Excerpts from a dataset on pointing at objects
========
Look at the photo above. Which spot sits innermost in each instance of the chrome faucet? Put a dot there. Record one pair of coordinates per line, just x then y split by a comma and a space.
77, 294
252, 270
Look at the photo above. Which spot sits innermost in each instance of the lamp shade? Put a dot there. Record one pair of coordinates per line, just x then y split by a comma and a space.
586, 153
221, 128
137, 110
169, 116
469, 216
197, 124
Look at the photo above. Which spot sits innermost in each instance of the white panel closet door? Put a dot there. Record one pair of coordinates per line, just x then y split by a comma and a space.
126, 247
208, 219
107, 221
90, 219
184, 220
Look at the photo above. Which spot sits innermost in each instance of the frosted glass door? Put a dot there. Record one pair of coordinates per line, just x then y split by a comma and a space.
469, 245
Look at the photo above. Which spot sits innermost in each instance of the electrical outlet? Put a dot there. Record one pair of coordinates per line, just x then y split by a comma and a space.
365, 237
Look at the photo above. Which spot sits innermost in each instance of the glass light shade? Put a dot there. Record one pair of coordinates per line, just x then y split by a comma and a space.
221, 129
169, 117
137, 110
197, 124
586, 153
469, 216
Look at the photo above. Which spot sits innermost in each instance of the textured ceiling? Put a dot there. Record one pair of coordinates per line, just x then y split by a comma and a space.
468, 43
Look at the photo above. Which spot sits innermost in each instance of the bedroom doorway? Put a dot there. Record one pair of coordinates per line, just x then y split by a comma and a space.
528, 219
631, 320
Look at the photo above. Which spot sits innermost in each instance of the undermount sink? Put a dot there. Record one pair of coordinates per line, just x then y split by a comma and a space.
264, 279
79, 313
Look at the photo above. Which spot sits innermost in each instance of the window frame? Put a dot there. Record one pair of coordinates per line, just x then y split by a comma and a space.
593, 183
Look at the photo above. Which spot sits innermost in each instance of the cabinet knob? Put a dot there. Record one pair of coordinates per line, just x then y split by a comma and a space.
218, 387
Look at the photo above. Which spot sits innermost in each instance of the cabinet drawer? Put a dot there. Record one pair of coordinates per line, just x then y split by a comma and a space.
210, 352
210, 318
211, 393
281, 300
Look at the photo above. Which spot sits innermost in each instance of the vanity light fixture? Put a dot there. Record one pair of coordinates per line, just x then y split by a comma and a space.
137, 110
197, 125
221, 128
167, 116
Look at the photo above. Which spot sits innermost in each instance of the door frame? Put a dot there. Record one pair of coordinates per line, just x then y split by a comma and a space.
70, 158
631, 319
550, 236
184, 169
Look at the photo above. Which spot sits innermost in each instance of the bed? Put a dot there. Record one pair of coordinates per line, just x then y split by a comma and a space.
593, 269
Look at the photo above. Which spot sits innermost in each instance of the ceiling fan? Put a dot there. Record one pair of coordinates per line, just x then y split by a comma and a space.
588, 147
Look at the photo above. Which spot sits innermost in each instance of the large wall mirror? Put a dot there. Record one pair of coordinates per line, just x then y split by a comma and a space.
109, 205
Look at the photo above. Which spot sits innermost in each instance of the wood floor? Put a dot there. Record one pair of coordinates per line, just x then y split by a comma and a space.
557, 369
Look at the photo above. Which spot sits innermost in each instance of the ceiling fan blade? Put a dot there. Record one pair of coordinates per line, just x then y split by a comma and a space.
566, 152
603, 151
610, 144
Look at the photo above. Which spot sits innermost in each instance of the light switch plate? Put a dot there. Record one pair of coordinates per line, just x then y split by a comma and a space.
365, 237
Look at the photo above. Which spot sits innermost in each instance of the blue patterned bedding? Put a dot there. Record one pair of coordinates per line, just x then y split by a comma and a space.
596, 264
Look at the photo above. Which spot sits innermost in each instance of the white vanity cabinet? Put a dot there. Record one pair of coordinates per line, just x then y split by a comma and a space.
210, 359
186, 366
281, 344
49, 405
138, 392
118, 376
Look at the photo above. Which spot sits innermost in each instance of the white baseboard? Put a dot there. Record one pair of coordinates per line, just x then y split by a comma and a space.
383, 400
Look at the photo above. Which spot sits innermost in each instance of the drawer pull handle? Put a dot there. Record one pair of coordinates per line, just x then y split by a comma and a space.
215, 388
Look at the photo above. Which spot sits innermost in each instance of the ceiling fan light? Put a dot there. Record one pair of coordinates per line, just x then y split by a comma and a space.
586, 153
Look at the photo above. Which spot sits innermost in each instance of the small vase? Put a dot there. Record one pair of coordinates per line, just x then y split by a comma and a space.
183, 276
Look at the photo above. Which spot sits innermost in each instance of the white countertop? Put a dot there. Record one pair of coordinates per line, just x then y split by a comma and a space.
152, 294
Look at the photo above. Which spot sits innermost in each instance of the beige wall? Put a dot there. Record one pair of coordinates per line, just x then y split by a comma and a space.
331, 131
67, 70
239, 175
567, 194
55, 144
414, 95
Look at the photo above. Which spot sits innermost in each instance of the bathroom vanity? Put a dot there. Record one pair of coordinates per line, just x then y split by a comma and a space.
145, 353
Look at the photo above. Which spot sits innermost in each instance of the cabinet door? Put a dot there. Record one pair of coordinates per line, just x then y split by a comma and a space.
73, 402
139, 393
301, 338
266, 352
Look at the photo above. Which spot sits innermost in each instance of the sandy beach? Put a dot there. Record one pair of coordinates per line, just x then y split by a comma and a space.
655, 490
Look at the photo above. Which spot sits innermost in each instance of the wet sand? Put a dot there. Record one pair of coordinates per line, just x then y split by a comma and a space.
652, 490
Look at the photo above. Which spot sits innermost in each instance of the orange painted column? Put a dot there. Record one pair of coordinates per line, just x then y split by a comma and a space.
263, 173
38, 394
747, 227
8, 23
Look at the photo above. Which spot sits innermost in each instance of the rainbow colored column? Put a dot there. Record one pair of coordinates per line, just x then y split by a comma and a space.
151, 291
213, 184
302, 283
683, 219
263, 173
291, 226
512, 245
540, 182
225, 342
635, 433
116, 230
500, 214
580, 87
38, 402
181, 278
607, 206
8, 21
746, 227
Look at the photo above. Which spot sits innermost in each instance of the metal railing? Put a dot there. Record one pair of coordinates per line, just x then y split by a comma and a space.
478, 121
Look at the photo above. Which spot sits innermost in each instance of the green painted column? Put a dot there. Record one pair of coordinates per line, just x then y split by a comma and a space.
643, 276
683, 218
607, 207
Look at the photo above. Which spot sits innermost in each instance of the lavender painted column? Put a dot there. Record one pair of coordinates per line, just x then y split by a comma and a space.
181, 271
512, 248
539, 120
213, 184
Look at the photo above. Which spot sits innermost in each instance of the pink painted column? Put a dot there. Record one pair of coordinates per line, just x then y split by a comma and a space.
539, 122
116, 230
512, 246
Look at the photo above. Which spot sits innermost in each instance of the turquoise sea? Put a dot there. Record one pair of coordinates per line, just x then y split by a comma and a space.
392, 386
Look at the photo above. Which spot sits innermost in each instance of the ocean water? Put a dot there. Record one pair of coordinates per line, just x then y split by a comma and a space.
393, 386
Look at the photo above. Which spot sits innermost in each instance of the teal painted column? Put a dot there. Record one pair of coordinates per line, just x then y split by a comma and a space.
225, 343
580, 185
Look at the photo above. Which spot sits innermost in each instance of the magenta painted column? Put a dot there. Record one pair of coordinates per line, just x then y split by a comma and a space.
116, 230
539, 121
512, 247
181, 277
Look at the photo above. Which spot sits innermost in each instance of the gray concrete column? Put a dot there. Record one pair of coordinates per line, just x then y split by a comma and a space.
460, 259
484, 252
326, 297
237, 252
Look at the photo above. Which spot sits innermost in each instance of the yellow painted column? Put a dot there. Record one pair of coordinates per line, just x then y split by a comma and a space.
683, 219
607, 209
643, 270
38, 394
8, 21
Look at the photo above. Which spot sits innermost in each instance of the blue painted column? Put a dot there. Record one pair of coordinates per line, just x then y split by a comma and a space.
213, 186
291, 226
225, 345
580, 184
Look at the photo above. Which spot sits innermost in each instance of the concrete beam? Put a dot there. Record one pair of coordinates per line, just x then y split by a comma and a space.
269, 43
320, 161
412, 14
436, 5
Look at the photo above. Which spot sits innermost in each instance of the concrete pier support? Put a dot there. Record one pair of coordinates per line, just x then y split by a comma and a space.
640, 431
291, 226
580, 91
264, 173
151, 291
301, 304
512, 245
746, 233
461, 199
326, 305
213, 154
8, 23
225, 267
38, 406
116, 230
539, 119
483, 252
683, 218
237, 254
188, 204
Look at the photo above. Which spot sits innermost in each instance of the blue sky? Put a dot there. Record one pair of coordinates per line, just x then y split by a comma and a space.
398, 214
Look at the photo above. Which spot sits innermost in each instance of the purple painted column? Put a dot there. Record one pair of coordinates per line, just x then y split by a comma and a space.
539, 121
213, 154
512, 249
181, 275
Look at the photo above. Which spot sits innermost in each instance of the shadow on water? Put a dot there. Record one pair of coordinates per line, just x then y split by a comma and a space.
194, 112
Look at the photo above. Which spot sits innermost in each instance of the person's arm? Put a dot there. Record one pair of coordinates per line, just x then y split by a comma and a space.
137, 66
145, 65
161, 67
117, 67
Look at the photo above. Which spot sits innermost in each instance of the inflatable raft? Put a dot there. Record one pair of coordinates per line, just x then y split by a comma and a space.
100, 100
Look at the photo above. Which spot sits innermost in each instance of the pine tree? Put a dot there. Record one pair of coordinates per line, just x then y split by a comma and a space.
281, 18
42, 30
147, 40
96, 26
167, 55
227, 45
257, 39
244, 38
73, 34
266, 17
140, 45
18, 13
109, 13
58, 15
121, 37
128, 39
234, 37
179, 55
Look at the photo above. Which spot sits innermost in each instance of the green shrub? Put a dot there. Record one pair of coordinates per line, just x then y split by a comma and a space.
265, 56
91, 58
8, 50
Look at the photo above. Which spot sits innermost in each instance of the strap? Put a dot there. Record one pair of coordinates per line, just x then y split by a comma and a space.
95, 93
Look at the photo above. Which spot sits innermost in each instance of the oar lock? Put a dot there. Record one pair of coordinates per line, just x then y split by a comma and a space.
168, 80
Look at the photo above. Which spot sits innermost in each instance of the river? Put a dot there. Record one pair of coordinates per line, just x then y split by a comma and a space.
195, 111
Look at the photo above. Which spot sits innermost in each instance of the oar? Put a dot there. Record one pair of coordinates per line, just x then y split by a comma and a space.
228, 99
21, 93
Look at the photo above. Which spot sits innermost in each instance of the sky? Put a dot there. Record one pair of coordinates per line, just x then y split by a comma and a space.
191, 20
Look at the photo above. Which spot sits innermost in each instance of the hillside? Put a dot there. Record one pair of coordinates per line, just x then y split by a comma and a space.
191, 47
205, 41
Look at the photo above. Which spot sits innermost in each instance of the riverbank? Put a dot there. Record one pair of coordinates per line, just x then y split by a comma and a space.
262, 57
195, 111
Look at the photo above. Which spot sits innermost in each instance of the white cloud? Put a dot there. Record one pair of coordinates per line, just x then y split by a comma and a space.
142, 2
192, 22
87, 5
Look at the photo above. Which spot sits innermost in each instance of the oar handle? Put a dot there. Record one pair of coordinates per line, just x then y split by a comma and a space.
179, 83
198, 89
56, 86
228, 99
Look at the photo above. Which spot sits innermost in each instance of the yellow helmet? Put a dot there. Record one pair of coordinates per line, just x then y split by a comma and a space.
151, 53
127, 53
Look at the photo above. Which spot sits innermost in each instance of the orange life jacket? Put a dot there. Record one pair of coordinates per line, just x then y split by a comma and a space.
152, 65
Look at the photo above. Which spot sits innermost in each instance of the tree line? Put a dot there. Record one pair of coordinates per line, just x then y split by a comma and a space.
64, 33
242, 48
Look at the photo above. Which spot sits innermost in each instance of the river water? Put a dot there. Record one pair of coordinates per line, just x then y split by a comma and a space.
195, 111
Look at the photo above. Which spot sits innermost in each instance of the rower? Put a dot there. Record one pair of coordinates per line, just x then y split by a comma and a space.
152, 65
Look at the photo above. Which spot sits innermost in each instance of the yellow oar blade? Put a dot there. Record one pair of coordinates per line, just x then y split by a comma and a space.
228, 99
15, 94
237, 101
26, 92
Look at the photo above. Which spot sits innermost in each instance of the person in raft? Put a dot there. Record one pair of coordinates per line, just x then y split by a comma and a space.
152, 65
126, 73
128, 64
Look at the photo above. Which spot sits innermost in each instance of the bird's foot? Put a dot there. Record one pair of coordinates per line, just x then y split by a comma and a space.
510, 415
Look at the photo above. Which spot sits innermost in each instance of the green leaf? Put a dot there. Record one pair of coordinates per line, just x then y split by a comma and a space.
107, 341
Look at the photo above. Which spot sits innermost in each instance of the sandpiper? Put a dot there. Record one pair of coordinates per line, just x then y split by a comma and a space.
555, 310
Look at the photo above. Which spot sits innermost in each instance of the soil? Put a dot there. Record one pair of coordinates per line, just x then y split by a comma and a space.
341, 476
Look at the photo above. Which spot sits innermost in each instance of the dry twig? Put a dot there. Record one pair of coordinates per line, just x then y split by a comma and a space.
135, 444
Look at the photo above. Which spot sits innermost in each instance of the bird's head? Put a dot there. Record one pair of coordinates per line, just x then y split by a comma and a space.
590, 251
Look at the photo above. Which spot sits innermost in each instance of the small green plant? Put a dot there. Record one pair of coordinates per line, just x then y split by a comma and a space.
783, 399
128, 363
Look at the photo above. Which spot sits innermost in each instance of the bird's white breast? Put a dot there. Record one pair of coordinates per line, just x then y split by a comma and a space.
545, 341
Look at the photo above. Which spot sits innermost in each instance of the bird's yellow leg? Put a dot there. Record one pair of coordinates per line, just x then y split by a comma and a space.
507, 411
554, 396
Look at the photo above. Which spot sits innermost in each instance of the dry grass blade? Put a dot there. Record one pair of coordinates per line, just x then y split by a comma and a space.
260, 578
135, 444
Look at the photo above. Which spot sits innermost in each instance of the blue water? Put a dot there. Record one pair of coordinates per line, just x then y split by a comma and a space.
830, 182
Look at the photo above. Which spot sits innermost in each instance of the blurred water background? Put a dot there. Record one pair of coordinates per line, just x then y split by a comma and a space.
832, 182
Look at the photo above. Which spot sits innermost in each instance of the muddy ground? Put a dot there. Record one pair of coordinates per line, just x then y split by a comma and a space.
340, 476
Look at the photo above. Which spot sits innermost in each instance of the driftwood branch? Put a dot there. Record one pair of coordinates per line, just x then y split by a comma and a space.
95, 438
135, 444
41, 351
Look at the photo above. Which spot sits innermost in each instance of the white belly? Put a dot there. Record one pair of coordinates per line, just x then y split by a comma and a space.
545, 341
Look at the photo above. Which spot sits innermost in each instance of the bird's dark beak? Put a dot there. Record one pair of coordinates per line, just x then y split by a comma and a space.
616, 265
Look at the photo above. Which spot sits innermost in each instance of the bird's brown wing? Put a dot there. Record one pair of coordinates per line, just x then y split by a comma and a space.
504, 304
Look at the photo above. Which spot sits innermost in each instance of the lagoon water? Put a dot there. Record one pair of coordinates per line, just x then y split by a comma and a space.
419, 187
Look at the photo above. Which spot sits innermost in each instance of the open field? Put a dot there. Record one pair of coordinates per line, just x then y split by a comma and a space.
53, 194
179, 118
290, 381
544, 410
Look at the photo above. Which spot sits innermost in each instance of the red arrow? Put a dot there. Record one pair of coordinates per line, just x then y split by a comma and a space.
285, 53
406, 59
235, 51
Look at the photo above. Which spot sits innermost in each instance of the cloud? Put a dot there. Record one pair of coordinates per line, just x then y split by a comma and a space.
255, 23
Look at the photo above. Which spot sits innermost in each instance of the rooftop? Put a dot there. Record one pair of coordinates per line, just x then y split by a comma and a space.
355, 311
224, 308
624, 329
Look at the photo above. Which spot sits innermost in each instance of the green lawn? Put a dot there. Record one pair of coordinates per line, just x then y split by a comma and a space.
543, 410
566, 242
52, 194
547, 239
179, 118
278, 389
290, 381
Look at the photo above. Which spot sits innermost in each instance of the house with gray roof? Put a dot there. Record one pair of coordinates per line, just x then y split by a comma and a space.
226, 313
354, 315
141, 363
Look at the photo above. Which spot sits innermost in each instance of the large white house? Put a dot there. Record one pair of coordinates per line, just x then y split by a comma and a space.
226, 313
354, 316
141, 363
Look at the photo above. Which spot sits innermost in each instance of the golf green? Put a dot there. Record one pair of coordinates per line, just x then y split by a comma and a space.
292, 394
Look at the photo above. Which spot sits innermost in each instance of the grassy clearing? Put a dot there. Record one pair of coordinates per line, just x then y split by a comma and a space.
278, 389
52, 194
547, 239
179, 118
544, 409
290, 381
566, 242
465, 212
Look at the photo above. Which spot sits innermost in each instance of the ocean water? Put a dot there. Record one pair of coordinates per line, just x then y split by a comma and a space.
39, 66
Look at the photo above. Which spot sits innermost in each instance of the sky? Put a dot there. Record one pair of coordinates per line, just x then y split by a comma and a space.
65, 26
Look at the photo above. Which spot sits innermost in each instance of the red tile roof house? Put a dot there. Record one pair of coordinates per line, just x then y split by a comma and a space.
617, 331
========
THE REQUEST — Render the data as a Markdown table with the columns Row and Line, starting at the line that contains "of the golf" and running through the end of the data. Number each row and leave out any blank lines.

THE REPLY —
| Row | Line |
|---|---|
| 1 | Look at the photo above. Which spot sits innermost in each instance of the golf green? Put a dot there. Record one pair of coordinates per line, just x then y split by a comma and a space. |
| 2 | 292, 394 |
| 3 | Look at the photo above. Which spot sits innermost in each instance of the grassy clearing? Put a dot there. Record one pair of coordinates per line, just x then y split by a comma and a space. |
| 4 | 278, 389 |
| 5 | 52, 194 |
| 6 | 547, 239 |
| 7 | 179, 118 |
| 8 | 544, 409 |
| 9 | 290, 381 |
| 10 | 566, 242 |
| 11 | 465, 212 |
| 12 | Look at the photo above. Which spot sits innermost in each instance of the ocean water? Put a dot there. Record one pair of coordinates per line, just x then y split by a comma and a space. |
| 13 | 39, 66 |
| 14 | Look at the photo above. Which spot sits innermost in each instance of the sky? Put a dot there. Record one pair of coordinates per line, just x then y split by a comma and a space. |
| 15 | 65, 26 |
| 16 | Look at the photo above. Which spot sits innermost in each instance of the red tile roof house? Put a dot there. Record one pair of coordinates per line, just x then y split by a comma and a space. |
| 17 | 617, 331 |